### Excerpt provided
The Merger Agreement contains certain termination rights for both Hanover and Universal. Upon termination of the Merger Agreement under certain specified circumstances, one party would be required to pay the other party a termination fee of up to $70 million.
The foregoing description of the Merger Agreement does not purport to be complete and is qualified in its entirety by reference to the Merger Agreement, which is filed as Exhibit 2.1 hereto, and is incorporated into this Current Report on Form 8-K by reference. The Merger Agreement provides further information regarding the terms of the Mergers.
On February 5, 2007, Hanover and Universal issued a joint press release announcing the execution of the Merger Agreement. A copy of that press release is attached hereto as Exhibit 99.1 and, except as noted under Item 2.02 below, is incorporated into this Item 1.01 by reference.
Item 2.02. Results of Operation and Financial Condition.
On February 5, 2007, Universal and Hanover issued a joint press release providing earnings and operations updates for the fourth quarter and full-year 2006 for Universal and for the fourth quarter of 2006 for Hanover. A copy of the press release is furnished as Exhibit 99.1 hereto, and the information contained in Exhibit 99.1 relating to Universal’s and Hanover’s earnings updates is incorporated into this Item 2.02 by reference.

### To be done
Print the passage of the merger filing excerpt from "On February 5, 2007, Hanover" up to and including "1.01 by reference.". None of the entries is needed to complete the work here.

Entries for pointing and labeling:

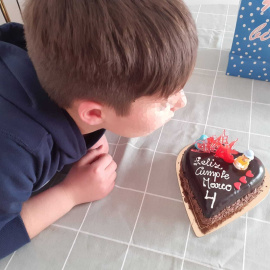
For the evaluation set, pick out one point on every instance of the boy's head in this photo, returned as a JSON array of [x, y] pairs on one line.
[[118, 64]]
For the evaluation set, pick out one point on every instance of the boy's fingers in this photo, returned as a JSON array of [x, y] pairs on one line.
[[112, 178], [111, 167], [103, 161]]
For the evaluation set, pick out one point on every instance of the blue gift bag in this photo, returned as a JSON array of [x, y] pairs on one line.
[[250, 53]]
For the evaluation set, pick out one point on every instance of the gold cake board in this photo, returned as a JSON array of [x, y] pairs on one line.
[[252, 204]]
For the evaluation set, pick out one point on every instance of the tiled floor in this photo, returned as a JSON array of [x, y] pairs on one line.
[[142, 224]]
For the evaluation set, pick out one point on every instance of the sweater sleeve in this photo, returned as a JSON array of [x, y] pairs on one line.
[[17, 176]]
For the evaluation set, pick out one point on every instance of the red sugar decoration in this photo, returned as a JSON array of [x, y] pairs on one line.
[[237, 185], [220, 146], [243, 180], [249, 173]]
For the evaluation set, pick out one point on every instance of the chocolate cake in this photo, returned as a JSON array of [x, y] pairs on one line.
[[216, 189]]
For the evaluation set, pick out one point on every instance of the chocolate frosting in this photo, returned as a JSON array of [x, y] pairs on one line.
[[211, 180]]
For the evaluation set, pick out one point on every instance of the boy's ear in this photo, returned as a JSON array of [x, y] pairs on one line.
[[91, 112]]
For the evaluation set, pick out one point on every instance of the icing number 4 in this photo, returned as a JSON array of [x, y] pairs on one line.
[[211, 198]]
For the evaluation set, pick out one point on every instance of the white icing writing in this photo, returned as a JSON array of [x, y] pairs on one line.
[[210, 176], [202, 171], [208, 162], [211, 198], [206, 183]]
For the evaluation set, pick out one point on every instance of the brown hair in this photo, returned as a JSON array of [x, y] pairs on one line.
[[110, 51]]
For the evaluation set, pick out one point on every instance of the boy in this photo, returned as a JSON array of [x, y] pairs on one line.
[[95, 65]]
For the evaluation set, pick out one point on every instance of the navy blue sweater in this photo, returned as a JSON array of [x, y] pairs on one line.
[[37, 138]]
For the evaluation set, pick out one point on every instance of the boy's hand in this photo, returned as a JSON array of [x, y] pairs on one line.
[[91, 178]]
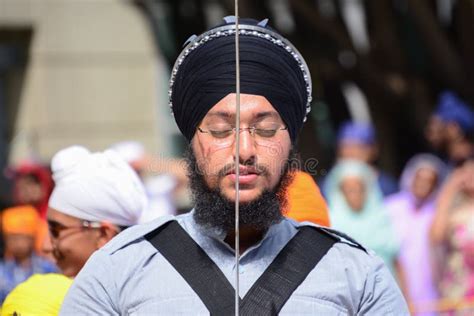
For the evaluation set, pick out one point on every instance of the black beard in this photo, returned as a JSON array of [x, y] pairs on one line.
[[213, 210]]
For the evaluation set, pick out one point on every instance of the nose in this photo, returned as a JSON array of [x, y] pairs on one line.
[[247, 148]]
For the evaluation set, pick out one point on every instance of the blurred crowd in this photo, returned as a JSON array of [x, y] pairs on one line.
[[421, 224]]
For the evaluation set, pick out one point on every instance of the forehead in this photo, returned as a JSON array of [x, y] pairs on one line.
[[251, 107]]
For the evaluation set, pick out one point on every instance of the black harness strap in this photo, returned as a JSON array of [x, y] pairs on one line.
[[195, 266], [271, 291], [289, 269]]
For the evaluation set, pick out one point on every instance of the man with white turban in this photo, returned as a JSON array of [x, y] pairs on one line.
[[96, 195]]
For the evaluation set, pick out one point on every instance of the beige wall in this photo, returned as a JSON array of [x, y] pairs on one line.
[[93, 78]]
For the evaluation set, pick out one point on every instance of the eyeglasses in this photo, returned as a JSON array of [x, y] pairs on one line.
[[56, 228], [262, 132]]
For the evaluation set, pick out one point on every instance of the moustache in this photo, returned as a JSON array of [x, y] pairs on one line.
[[253, 168]]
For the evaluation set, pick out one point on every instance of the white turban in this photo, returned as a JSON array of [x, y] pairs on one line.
[[96, 187]]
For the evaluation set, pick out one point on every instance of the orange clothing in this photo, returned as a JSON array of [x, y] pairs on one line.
[[305, 202], [25, 220], [20, 220]]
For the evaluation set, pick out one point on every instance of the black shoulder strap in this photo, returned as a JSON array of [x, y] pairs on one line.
[[271, 291], [289, 269], [195, 266]]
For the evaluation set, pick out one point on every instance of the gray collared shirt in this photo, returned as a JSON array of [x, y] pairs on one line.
[[130, 277]]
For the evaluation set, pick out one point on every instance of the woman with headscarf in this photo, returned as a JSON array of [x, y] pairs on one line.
[[412, 211], [452, 235], [356, 208]]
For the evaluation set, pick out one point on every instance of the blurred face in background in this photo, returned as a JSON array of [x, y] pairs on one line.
[[357, 151], [19, 246], [354, 191], [29, 190], [424, 183], [70, 242], [467, 184]]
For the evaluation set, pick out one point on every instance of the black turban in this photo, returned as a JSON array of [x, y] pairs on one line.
[[207, 74]]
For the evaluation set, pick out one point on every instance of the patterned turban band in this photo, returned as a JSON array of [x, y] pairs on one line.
[[270, 66]]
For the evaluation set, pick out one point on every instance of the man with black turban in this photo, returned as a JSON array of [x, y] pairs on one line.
[[186, 264]]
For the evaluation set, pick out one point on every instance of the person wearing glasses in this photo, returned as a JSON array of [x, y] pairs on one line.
[[187, 265], [96, 196]]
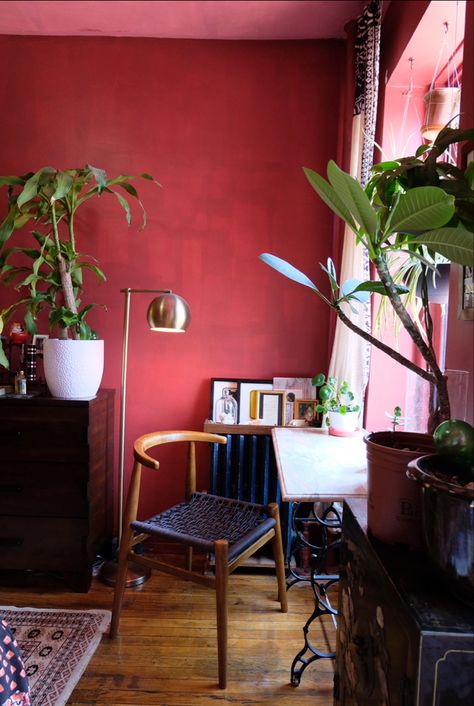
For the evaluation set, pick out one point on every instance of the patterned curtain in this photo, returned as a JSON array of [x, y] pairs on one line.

### Task response
On February 5, 2007, Hanover and Universal issued a joint press release announcing the execution of the Merger Agreement. A copy of that press release is attached hereto as Exhibit 99.1 and, except as noted under Item 2.02 below, is incorporated into this Item 1.01 by reference.